Assigned task:
Set down the entries below exactly; drop the pictures.

Supplied entries:

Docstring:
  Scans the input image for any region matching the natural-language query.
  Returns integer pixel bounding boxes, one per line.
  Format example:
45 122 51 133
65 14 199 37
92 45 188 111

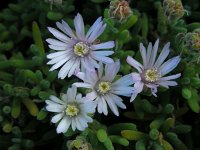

Written answer:
Docstring:
  Scans the input image for any region matching the natural-language query.
  Returns integer pixel bounding boxes, one per line.
  Format example:
45 122 51 133
65 14 199 37
92 45 188 111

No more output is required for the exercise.